▶ WORK ITEM:
An identical copy of all records below is to be written out.

▶ ENTRIES PROVIDED:
☆ ☆ ☆ ☆ ☆

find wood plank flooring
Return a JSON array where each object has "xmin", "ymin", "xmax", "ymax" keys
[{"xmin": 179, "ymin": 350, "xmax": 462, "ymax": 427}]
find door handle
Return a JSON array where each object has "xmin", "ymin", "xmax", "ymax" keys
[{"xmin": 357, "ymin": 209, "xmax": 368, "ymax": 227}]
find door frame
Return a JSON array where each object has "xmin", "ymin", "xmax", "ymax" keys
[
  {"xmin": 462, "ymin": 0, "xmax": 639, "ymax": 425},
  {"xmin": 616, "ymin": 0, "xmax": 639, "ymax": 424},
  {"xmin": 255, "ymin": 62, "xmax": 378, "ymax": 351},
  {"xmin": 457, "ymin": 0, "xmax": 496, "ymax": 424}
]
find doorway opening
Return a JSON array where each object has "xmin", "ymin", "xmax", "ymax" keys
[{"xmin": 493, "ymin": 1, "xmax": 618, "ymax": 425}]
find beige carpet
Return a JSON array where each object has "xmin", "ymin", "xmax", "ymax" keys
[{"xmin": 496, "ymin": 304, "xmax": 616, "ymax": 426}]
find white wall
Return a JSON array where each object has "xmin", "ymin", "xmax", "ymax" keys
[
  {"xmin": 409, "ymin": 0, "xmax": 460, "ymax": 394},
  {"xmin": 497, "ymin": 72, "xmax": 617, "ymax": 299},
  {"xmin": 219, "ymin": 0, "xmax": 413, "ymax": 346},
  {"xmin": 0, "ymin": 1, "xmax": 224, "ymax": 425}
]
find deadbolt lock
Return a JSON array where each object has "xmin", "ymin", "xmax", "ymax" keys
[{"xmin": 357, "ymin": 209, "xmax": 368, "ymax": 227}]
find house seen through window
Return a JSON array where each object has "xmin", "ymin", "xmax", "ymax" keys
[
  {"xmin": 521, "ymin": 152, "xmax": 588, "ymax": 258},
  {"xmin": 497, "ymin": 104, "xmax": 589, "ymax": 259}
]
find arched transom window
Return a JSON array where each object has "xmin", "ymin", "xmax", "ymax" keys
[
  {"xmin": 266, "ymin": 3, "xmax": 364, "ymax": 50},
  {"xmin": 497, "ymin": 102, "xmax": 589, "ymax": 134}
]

☆ ☆ ☆ ☆ ☆

▶ ANSWER FOR THE TASK:
find wood plank flooring
Return a JSON array where each object has "xmin", "ymin", "xmax", "ymax" keys
[{"xmin": 179, "ymin": 350, "xmax": 462, "ymax": 427}]
find door handle
Return a JSON array where each object has "xmin", "ymin", "xmax", "ymax" keys
[{"xmin": 357, "ymin": 209, "xmax": 368, "ymax": 227}]
find door frame
Return a JSON array where each object has "xmin", "ymin", "xmax", "ymax" keys
[
  {"xmin": 462, "ymin": 0, "xmax": 639, "ymax": 425},
  {"xmin": 616, "ymin": 0, "xmax": 639, "ymax": 424},
  {"xmin": 255, "ymin": 62, "xmax": 378, "ymax": 351},
  {"xmin": 457, "ymin": 0, "xmax": 496, "ymax": 424}
]
find doorway opening
Return a JSON array where each object has "xmin", "ymin", "xmax", "ymax" keys
[{"xmin": 493, "ymin": 1, "xmax": 618, "ymax": 425}]
find beige carpet
Return a JSON array where each object has "xmin", "ymin", "xmax", "ymax" keys
[{"xmin": 496, "ymin": 304, "xmax": 616, "ymax": 426}]
find white wall
Return a JSON array where each object has "xmin", "ymin", "xmax", "ymax" keys
[
  {"xmin": 409, "ymin": 0, "xmax": 460, "ymax": 394},
  {"xmin": 497, "ymin": 72, "xmax": 617, "ymax": 299},
  {"xmin": 219, "ymin": 0, "xmax": 413, "ymax": 346},
  {"xmin": 0, "ymin": 1, "xmax": 224, "ymax": 425}
]
find deadbolt lock
Return a JSON array where each object has "xmin", "ymin", "xmax", "ymax" keys
[{"xmin": 357, "ymin": 209, "xmax": 368, "ymax": 227}]
find house seen through window
Return a JSON array where each object has "xmin", "ymin", "xmax", "ymax" keys
[
  {"xmin": 521, "ymin": 152, "xmax": 588, "ymax": 258},
  {"xmin": 497, "ymin": 104, "xmax": 589, "ymax": 259}
]
find arched transom window
Return a JSON array where each object has "xmin", "ymin", "xmax", "ymax" keys
[
  {"xmin": 266, "ymin": 3, "xmax": 364, "ymax": 50},
  {"xmin": 497, "ymin": 102, "xmax": 589, "ymax": 134}
]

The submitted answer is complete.